PROBLEM DETAILS = Output the data below exactly. Leave nothing out.

Entries taken from a collection:
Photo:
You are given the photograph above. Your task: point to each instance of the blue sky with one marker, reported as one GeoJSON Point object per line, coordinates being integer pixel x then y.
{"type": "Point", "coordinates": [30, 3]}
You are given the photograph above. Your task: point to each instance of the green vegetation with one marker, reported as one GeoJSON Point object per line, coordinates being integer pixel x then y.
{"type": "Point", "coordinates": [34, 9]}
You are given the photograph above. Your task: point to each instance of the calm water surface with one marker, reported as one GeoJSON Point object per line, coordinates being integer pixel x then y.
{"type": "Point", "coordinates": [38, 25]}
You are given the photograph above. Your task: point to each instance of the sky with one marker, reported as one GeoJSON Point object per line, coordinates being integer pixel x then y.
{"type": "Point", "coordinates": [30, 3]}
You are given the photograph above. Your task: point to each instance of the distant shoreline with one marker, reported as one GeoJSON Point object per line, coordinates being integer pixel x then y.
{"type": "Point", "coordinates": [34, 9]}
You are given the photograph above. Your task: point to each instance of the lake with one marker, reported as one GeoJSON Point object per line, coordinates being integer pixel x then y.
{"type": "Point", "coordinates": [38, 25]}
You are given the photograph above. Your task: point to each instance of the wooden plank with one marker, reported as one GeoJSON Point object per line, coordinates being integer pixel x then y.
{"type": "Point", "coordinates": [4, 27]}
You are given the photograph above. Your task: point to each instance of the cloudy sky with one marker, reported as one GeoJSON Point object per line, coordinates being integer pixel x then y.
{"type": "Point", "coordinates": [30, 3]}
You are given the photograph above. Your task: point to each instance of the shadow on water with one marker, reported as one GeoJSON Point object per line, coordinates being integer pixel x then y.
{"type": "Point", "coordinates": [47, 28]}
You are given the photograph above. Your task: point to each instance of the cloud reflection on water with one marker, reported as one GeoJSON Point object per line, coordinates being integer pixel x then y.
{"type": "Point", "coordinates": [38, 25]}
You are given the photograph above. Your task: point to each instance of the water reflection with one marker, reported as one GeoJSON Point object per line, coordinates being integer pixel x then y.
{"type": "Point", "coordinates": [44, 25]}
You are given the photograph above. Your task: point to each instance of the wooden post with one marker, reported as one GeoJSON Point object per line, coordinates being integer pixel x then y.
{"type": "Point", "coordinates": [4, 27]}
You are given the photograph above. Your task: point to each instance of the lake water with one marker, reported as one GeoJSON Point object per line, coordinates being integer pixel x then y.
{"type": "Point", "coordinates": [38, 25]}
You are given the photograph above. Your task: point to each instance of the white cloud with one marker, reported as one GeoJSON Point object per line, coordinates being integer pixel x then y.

WRITTEN ANSWER =
Photo:
You are given the photograph above. Your task: point to each instance of the blue sky with one marker, reported as one GeoJSON Point object per line, coordinates being integer pixel x then y.
{"type": "Point", "coordinates": [30, 3]}
You are given the photograph above. Your task: point to each instance of the green vegetation with one marker, reported as one GeoJSON Point object per line, coordinates being integer pixel x then y.
{"type": "Point", "coordinates": [34, 9]}
You are given the photograph above. Your task: point to each instance of the calm water surface with one marker, reported as one GeoJSON Point object per line, coordinates being integer pixel x then y.
{"type": "Point", "coordinates": [38, 25]}
You are given the photograph above. Your task: point to each instance of the sky with one marker, reported as one GeoJSON Point object per line, coordinates being integer pixel x then y.
{"type": "Point", "coordinates": [30, 3]}
You are given the photograph above. Your task: point to each instance of the distant shoreline with one marker, reported as one GeoJSON Point object per line, coordinates being integer pixel x then y.
{"type": "Point", "coordinates": [34, 9]}
You are given the photograph above. Your task: point to each instance of the lake with one marker, reported as one GeoJSON Point object per line, coordinates being integer pixel x then y.
{"type": "Point", "coordinates": [38, 25]}
You are given the photograph above. Your task: point to each instance of the wooden plank with one marker, reported as one GeoJSON Point object per line, coordinates being integer pixel x then y.
{"type": "Point", "coordinates": [4, 27]}
You are given the photograph above. Your task: point to each instance of the cloudy sky with one marker, reported as one GeoJSON Point object per line, coordinates being integer pixel x then y.
{"type": "Point", "coordinates": [30, 3]}
You are given the photograph above. Your task: point to each instance of the shadow on water with one marker, reported as one GeoJSON Point object per line, coordinates being integer pixel x then y.
{"type": "Point", "coordinates": [47, 28]}
You are given the photograph above. Your task: point to each instance of the cloud reflection on water with one marker, reported as one GeoJSON Point object per line, coordinates being integer pixel x then y.
{"type": "Point", "coordinates": [38, 25]}
You are given the photograph above. Your task: point to each instance of the water reflection with one marker, reported as one GeoJSON Point object per line, coordinates being integer pixel x then y.
{"type": "Point", "coordinates": [44, 25]}
You are given the photograph above. Your task: point to each instance of the wooden post with one marker, reported as one GeoJSON Point object per line, coordinates being integer pixel x then y.
{"type": "Point", "coordinates": [4, 27]}
You are given the photograph above. Your task: point to each instance of the lake water with one marker, reported as one GeoJSON Point object per line, coordinates being integer pixel x then y.
{"type": "Point", "coordinates": [38, 25]}
You are given the photograph above. Your task: point to each instance of the white cloud with one marker, reported as one GeoJSON Point object per line, coordinates being integer pixel x then y.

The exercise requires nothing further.